- [本文]:
本プログラムは2008年7月~11月に開発をしました。現在はアルーを代表する中堅社員向け100本ノック研修です。某企業様の3年目研修の大型コンペで、最終的に競合であった大手研修会社様に勝利した案件でした。

お客様から案件相談をいただいたのは、2008年5月下旬でした。
こちらの企業様とのお取引は、2007年秋より2年目研修で「プロフェッショナルスタンス100本ノックプロフェッショナルスタンスシミュレーション等」をアルーが提供させていただいておりました。その実績を踏まえて3年目研修のコンペティションに参加させていただくことになったのでした。

創業メンバーで書籍「無敗営業」著者の高橋浩一さん(2009年末まで在籍)、中村俊介さん(現:アルーエグゼクティブコンサルタント)、須藤賢太郎さん(現:アルー商品開発部グループマネジャー)の3名がお客様より与件をヒアリングされてきました。

全体5日間・受講者数約300名という大きな案件」とのことで私も企画段階から参加をすることになりました。

- [データ欄]:
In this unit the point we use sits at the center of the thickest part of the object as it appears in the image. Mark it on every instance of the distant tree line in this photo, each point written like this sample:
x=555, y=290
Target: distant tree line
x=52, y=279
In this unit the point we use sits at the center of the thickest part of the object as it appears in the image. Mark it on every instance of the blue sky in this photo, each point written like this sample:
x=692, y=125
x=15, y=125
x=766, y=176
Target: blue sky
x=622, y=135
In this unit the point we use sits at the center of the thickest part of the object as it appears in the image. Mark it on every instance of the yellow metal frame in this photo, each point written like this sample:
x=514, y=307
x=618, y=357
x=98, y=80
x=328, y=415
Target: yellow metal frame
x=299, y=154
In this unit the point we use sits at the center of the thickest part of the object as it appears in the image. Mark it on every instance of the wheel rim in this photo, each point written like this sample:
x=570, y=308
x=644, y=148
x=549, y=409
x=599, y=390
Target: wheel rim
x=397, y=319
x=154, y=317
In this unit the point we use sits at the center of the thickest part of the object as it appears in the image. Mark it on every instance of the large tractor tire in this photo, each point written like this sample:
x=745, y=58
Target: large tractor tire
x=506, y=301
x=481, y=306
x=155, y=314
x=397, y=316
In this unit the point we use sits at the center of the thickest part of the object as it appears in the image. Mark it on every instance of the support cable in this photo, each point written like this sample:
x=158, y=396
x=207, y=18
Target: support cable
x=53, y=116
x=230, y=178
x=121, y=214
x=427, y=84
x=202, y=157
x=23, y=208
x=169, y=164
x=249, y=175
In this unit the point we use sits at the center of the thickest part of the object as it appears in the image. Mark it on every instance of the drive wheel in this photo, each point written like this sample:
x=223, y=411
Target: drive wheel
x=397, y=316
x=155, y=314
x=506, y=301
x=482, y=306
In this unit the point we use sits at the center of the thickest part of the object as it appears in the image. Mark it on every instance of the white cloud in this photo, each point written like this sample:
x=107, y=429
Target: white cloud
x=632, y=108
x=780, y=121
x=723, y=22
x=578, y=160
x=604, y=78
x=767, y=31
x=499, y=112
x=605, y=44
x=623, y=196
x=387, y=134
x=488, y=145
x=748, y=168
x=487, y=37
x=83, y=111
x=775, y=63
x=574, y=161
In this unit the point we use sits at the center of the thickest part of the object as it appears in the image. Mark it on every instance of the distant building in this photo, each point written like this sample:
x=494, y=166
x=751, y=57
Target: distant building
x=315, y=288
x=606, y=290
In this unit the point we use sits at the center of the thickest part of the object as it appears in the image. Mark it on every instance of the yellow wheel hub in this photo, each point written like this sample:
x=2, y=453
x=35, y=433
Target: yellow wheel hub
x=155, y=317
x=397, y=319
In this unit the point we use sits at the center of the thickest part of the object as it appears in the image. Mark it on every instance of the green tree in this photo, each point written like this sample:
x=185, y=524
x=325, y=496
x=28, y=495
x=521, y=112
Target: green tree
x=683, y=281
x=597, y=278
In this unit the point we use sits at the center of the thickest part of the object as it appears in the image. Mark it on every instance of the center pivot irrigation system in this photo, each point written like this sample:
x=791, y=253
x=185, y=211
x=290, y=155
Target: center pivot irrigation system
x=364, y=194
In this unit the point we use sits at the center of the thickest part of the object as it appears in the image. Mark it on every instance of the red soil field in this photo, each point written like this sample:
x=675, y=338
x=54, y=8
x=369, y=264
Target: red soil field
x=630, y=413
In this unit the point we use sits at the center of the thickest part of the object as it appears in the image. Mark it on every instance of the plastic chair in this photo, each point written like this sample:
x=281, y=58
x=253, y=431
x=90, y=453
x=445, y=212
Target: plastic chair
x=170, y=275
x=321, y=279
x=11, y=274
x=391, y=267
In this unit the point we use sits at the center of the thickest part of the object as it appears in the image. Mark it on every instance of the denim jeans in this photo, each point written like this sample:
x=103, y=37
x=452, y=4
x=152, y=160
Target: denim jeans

- [課題 1]: 本文の「こちらの企業様とのお取引は、」から「参加をすることになりました。」までを、末尾の語句も含めて一字一句違えずに再掲してください。
- [課題 2]: 本文によると、アルーが3年目研修のコンペティションに参加することになったのはなぜですか。1～3文で説明してください。
エントリーは参照しなくてもかまいません。

- [解答 1]:
こちらの企業様とのお取引は、2007年秋より2年目研修で「プロフェッショナルスタンス100本ノックプロフェッショナルスタンスシミュレーション等」をアルーが提供させていただいておりました。その実績を踏まえて3年目研修のコンペティションに参加させていただくことになったのでした。

創業メンバーで書籍「無敗営業」著者の高橋浩一さん(2009年末まで在籍)、中村俊介さん(現:アルーエグゼクティブコンサルタント)、須藤賢太郎さん(現:アルー商品開発部グループマネジャー)の3名がお客様より与件をヒアリングされてきました。

全体5日間・受講者数約300名という大きな案件」とのことで私も企画段階から参加をすることになりました。

- [解答 2]: アルーは2007年秋から、この企業様の2年目研修で「プロフェッショナルスタンス100本ノックプロフェッショナルスタンスシミュレーション等」を提供していました。その実績を踏まえて、3年目研修のコンペティションに参加することになりました。